▶ **Quellenauszug**
/---

Native ATM-Anwendungen sind wegen fehlender ATM-Infrastruktur und zu hohe Kosten bisher kaum anzutreffen. Seit kurzem existiert jedoch ein natives ATM-System auf dem Markt. Sican (http://www.sican-micro.com) entwickelte zusammen mit Siemens das Produkt "Provision Multinet". Dieses System arbeitet mit ISDN- und TCP/IP-Applikationen zusammen. CSCW-Anwendungen lassen sich in heutigen LANs genauso über LAN-Emulation einsetzen, wie über 64-kBit/s-ISDN-Leitungen. Eine Telekooperation zwischen Teilnehmern mit N-ISDN- und ATM-Anschluß ist somit auch bei diesem System möglich.

Die Bildwiederholrate (Frame Rate) beläuft sich auf 7,5 bis 30 Bilder pro Sekunde. Die ITU-Empfehlungen H.320 und T.120 werden beide unterstützt. H.320 ist dabei auf der Multinet-Karte integriert, so daß sich über ISDN-Verbindungen höhere Übertragungsqualitäten erreichen lassen. Die Endstationen werden zusätzlich durch die H.261-Komprimierung auf der Karte entlastet. Für die Audiocodierung sind G.711, G.722 und G.728 zuständig. Weiterhin lassen sich ATM-Verbindungen von 2,4 MBit/s bis 155 MBit/s skalieren. Segmentierung und Wiedervereinigung der Datenströme erfolgt nach der ITU-Empfehlung TI.363 für die Anpassungsschichten AAL-Typ-3/4 und AAL-Typ-5. Bei Verbindungen der verschiedenen Teilnehmer lassen sich 16 Gruppen mit jeweils 512 aufeinanderfolgenden VPI/ VCI-Adressen (Virtual Path Identifier/Virtual Channel Identifier) ansprechen.

Als Endgeräte sind Standard-PCs vorgesehen, die folgende Komponenten enthalten:

einen Anschluß des Multimedia-Desktops mit LWL-Kabel an ein ATM-Vermittlungssystem, das Video/Grafiksystem zur unabhängigen Verarbeitung von vier Videoströmen mit der Videokompression MPEG/JPEG und optional ein H.320-Modul für das Video-Interworking mit ISDN-Teilnehmern sowie Kamera, Mikrofon und Lautsprecher.

\---

▶ **Aufgaben**
1. Nenne alle Verfahren, die laut dem Quellenauszug für die Audiocodierung zuständig sind.
2. Schreibe den Abschnitt des Quellenauszugs wortgetreu ab, der mit den Worten „einen Anschluß des“ beginnt und nach „Mikrofon und Lautsprecher.“ endet.
Die Zeilen werden für diese Übung nicht gebraucht.

▶ **Liste der Zeilen**
/---

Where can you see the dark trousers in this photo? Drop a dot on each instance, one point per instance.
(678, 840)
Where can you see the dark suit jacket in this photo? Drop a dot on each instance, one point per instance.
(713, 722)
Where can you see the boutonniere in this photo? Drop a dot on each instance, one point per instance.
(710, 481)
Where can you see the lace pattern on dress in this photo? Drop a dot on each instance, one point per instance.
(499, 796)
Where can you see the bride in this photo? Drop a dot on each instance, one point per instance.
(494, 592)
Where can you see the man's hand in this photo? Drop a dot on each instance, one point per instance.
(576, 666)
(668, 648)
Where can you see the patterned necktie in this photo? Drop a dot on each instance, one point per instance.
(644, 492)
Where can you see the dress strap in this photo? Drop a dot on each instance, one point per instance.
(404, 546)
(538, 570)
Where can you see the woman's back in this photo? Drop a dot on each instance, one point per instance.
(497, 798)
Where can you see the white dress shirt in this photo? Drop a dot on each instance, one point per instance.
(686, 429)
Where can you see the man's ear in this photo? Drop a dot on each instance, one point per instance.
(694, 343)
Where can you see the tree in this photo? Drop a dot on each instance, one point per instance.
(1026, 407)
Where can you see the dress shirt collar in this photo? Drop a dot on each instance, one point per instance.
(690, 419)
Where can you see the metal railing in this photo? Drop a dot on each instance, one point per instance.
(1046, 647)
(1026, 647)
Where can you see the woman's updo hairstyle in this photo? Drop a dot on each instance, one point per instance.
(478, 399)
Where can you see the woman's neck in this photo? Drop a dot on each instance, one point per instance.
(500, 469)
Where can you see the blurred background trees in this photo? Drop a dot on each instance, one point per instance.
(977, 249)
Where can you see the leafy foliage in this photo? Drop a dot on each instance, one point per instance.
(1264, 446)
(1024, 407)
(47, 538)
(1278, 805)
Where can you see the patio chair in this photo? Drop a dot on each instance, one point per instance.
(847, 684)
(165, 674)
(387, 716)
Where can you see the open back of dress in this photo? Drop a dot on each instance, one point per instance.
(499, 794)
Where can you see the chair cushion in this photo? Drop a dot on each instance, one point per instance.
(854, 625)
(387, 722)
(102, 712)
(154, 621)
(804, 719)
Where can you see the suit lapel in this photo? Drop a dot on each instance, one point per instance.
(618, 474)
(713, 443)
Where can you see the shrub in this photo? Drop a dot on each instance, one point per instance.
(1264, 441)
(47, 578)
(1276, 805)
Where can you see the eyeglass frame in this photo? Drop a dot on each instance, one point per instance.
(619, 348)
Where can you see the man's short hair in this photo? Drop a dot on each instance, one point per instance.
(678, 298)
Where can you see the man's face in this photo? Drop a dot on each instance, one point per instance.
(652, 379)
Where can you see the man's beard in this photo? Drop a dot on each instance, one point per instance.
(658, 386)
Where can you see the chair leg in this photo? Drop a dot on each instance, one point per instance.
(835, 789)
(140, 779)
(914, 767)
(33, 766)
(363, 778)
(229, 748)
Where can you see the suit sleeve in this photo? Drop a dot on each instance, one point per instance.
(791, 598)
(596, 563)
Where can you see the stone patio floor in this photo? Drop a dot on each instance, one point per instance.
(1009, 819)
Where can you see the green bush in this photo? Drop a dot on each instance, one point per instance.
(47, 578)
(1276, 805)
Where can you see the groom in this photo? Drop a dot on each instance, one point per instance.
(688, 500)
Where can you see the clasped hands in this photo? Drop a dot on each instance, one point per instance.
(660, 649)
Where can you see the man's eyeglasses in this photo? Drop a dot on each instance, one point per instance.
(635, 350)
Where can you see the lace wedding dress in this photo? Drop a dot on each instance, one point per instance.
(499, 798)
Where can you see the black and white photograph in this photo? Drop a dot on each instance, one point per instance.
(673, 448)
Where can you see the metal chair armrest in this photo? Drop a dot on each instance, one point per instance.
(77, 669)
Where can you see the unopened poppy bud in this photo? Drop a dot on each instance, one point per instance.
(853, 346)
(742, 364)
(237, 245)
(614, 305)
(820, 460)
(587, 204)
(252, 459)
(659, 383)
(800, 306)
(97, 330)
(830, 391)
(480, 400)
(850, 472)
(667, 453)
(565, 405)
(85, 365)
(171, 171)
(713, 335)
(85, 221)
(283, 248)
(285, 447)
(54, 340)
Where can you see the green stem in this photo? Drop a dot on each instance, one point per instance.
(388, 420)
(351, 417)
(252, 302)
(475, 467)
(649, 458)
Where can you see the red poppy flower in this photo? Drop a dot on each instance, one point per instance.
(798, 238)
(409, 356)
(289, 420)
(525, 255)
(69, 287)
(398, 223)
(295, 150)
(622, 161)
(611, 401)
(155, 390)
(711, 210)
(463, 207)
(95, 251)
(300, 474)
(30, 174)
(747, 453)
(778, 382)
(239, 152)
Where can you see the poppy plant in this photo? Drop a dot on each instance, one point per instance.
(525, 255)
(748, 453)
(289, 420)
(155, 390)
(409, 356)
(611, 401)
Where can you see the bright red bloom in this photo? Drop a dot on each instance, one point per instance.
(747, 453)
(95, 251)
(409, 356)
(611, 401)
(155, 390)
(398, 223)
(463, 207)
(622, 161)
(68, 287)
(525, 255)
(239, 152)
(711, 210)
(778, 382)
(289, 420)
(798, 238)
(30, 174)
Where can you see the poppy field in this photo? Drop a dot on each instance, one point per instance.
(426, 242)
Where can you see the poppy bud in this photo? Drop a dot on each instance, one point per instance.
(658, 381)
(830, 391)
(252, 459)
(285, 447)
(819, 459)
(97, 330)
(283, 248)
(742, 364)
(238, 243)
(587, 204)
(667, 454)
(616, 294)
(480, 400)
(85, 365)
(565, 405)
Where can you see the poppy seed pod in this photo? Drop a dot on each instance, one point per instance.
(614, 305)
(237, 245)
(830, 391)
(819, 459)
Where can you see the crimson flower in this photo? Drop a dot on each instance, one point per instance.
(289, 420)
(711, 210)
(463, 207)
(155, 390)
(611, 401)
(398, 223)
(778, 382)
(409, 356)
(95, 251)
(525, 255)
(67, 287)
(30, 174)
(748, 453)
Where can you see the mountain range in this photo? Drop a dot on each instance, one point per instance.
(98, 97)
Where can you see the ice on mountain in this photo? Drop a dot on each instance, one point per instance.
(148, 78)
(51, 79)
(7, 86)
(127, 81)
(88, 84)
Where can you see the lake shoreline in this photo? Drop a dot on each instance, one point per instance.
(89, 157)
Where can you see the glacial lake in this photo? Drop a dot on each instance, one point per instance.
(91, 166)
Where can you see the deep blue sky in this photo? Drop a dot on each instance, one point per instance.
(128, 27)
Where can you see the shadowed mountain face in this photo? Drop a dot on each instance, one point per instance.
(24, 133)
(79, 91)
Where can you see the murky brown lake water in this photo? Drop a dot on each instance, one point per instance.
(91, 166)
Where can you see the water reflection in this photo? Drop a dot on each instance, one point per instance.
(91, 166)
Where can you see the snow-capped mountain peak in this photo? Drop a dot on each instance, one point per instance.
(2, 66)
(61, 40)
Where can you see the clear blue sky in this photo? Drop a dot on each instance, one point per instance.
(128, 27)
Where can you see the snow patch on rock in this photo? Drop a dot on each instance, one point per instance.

\---

▶ **Lösungen**
1. G.711, G.722 und G.728

2.
einen Anschluß des Multimedia-Desktops mit LWL-Kabel an ein ATM-Vermittlungssystem, das Video/Grafiksystem zur unabhängigen Verarbeitung von vier Videoströmen mit der Videokompression MPEG/JPEG und optional ein H.320-Modul für das Video-Interworking mit ISDN-Teilnehmern sowie Kamera, Mikrofon und Lautsprecher.